[Opening DATA EXTRACT section]

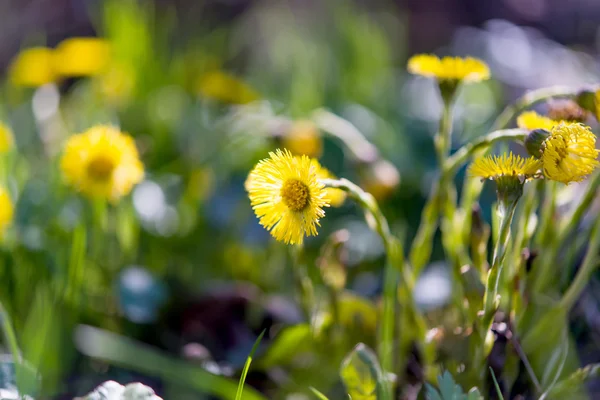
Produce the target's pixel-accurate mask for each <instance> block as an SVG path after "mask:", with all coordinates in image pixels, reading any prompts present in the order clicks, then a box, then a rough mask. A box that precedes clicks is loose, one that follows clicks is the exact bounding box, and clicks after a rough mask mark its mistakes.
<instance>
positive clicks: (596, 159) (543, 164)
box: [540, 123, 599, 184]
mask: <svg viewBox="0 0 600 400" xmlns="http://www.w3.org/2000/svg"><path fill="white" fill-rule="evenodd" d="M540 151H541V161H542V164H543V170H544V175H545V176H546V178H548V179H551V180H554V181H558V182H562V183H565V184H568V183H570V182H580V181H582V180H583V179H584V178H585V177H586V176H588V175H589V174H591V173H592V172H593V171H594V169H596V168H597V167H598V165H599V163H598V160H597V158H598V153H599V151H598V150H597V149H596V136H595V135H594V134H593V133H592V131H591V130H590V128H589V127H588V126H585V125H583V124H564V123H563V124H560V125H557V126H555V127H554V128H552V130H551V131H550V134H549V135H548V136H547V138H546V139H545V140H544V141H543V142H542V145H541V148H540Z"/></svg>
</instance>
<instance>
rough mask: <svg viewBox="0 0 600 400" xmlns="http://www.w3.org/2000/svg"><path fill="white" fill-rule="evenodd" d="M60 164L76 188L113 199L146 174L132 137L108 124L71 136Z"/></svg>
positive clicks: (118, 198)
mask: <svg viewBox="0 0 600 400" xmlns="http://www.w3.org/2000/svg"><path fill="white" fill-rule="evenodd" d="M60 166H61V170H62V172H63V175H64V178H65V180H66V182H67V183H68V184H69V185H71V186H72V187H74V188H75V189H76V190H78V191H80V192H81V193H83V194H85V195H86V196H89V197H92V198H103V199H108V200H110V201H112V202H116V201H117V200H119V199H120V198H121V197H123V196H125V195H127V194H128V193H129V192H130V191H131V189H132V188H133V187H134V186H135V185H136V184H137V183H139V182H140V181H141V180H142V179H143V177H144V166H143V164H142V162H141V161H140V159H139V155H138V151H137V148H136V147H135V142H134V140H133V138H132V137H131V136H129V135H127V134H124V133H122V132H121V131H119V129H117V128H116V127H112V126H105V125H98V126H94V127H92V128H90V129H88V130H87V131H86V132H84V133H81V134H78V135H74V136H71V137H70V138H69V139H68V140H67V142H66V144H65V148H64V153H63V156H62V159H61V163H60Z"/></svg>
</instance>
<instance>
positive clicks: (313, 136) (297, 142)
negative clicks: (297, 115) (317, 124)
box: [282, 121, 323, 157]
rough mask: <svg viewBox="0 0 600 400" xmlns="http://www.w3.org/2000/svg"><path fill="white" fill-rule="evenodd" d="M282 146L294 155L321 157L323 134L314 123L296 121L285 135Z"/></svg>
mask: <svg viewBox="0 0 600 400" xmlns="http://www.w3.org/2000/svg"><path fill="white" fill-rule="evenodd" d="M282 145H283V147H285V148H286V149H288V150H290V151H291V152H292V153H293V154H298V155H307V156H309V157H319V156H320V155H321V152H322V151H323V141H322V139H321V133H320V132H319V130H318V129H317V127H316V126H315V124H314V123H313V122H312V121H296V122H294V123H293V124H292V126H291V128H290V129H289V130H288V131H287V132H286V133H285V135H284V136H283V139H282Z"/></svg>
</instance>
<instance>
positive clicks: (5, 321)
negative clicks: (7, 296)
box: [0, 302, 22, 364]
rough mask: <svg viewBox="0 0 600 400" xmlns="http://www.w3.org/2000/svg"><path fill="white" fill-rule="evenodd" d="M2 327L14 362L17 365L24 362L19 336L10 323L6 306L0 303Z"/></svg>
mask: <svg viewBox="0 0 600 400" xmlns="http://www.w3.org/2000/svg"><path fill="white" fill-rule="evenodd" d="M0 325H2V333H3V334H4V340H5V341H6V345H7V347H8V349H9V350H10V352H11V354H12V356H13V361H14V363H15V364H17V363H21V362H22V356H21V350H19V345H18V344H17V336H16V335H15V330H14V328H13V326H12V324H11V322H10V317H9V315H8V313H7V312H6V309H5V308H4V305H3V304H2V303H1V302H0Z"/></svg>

[Closing DATA EXTRACT section]
[Opening DATA EXTRACT section]

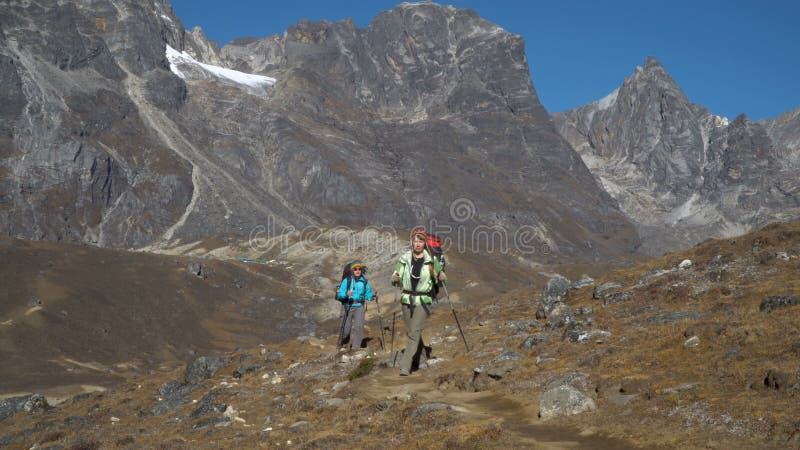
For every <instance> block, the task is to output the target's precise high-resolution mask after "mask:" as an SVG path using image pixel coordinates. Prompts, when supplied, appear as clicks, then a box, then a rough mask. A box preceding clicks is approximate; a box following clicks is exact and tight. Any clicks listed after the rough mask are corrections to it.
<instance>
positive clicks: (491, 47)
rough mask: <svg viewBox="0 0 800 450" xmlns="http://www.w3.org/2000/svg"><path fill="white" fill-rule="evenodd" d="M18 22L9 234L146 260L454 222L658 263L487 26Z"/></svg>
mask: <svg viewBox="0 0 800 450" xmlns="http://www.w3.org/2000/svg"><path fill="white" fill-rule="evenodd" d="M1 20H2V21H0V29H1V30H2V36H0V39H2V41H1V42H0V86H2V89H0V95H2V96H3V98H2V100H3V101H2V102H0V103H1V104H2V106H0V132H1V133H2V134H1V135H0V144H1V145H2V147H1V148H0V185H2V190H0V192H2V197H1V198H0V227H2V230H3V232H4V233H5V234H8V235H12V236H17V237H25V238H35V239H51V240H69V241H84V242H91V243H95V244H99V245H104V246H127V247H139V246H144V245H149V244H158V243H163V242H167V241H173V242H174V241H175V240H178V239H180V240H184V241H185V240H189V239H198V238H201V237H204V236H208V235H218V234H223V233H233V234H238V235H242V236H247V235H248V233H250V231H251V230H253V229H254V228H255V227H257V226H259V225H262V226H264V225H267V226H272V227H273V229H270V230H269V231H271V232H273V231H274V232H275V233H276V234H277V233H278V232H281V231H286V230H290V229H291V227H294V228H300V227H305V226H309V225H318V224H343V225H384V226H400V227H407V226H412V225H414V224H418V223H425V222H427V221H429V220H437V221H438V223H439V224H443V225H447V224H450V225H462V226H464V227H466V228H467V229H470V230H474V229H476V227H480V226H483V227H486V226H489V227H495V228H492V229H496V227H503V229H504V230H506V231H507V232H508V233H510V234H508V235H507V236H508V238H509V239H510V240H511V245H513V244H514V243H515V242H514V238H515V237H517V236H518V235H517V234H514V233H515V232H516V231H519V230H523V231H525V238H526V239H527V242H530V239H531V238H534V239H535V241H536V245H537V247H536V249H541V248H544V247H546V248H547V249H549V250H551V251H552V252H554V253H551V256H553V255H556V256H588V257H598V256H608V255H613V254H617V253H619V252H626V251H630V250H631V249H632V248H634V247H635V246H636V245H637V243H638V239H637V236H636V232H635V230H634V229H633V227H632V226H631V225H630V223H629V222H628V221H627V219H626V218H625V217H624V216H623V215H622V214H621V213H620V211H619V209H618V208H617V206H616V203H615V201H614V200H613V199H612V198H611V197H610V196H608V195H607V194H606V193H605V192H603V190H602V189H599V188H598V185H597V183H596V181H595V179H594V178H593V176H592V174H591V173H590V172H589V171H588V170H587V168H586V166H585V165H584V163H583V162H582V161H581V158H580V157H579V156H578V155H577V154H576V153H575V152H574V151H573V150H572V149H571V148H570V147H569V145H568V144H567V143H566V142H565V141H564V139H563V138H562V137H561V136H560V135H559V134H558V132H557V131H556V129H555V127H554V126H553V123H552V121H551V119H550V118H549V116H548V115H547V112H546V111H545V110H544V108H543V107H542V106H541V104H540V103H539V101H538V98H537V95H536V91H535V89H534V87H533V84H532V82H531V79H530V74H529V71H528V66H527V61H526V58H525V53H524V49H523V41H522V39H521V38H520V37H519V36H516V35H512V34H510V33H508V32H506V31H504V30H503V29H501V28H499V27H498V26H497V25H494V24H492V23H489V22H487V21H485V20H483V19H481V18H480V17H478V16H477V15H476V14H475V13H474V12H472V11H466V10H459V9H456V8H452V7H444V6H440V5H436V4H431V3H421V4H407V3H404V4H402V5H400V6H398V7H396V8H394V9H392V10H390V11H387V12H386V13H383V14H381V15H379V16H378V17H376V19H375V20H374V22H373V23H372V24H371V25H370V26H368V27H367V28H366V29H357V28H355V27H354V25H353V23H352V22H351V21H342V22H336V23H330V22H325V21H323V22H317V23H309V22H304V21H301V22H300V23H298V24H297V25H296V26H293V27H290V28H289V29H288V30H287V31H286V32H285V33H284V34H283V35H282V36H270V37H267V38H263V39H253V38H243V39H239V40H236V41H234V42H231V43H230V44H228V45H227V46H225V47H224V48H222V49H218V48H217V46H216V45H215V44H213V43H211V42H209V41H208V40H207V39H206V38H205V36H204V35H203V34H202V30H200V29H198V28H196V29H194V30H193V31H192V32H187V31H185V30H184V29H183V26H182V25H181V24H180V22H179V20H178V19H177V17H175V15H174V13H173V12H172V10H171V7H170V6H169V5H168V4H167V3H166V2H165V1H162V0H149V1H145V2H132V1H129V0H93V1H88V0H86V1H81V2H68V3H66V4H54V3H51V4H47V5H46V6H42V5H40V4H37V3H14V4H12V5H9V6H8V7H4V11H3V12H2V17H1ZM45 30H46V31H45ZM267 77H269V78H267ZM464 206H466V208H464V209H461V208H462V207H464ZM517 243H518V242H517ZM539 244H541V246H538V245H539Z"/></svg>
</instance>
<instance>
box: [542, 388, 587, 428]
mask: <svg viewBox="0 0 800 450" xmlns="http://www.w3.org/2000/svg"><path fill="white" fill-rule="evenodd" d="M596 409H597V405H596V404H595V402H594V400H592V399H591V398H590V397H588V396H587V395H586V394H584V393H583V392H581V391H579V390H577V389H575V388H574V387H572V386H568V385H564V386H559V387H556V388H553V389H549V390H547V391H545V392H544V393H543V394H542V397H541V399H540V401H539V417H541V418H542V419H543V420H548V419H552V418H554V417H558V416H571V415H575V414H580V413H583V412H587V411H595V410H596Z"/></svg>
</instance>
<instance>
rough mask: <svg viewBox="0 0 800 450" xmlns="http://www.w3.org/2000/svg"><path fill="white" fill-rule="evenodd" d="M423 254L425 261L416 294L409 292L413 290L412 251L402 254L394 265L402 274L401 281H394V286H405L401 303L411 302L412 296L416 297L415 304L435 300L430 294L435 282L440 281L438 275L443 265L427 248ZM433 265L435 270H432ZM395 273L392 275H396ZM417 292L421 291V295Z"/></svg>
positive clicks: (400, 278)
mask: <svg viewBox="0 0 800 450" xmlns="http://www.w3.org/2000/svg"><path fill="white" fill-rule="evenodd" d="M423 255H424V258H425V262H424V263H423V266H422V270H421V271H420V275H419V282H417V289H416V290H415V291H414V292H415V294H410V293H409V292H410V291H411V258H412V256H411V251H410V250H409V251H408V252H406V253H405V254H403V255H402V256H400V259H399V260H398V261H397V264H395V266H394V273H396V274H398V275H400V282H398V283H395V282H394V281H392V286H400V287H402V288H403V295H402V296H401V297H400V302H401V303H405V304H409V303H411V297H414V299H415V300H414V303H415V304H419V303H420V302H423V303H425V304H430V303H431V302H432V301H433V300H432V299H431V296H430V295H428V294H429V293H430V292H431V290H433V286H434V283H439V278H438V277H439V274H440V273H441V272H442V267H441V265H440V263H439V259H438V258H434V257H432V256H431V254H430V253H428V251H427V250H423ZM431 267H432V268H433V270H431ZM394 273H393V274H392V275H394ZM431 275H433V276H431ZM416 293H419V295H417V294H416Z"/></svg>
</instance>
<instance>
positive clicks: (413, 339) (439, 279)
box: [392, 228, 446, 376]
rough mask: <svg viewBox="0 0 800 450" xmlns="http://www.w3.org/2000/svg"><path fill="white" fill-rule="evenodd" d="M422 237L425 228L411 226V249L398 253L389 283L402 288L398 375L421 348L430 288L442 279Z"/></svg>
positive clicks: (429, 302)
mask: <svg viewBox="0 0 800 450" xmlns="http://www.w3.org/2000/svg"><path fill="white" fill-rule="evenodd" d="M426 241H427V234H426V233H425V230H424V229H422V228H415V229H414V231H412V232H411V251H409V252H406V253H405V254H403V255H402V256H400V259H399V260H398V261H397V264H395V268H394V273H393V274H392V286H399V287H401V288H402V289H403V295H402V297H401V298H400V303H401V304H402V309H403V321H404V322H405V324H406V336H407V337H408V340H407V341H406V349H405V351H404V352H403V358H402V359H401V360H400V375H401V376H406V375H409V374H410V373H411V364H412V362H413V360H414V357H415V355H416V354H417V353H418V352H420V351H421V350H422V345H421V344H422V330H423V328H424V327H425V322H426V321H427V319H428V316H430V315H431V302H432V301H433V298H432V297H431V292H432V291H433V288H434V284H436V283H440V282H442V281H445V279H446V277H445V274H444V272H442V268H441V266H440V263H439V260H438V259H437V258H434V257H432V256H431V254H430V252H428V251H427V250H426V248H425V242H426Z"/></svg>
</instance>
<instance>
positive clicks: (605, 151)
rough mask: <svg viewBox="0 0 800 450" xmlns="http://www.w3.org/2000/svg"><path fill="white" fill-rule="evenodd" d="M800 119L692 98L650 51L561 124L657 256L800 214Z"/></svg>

[Closing DATA EXTRACT section]
[Opening DATA EXTRACT section]

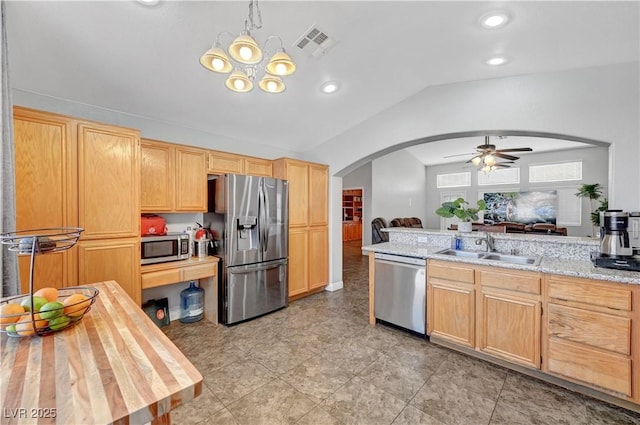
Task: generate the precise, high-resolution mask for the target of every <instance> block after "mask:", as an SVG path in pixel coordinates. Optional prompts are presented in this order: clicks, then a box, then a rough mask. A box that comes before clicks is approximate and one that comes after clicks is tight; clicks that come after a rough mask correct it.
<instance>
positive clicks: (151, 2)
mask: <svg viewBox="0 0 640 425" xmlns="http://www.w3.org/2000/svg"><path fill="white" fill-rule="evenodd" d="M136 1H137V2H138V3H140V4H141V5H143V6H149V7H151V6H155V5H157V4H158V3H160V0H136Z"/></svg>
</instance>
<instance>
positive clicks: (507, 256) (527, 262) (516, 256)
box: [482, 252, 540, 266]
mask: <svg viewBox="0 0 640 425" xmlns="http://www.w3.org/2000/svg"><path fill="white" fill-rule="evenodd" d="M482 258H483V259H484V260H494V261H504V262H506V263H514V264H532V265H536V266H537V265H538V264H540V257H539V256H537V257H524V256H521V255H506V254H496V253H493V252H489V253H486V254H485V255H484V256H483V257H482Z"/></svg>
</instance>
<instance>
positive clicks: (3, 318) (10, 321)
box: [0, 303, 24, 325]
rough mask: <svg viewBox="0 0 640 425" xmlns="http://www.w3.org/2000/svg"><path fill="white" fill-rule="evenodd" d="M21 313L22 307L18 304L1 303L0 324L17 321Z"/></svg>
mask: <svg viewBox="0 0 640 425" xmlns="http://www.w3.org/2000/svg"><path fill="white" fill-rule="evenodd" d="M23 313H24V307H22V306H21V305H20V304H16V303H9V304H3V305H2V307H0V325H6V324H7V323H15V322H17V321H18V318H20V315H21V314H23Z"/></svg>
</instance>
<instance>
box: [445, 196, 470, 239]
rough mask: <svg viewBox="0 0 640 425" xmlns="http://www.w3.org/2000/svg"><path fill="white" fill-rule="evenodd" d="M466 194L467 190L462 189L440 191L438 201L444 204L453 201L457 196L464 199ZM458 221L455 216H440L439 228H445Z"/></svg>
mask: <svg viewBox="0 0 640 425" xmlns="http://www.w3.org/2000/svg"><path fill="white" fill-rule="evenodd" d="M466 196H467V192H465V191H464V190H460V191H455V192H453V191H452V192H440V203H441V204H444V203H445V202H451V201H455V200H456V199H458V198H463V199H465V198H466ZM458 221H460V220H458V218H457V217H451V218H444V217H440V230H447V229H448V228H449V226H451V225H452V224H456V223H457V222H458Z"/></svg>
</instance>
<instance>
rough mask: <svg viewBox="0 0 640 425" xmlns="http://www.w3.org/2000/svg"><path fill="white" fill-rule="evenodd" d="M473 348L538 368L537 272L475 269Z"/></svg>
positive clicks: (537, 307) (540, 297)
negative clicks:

[Closing DATA EXTRACT section]

— DIRECTIONS —
Give the number of lines above that contain "tight", and nothing more.

— WRITTEN REPLY —
2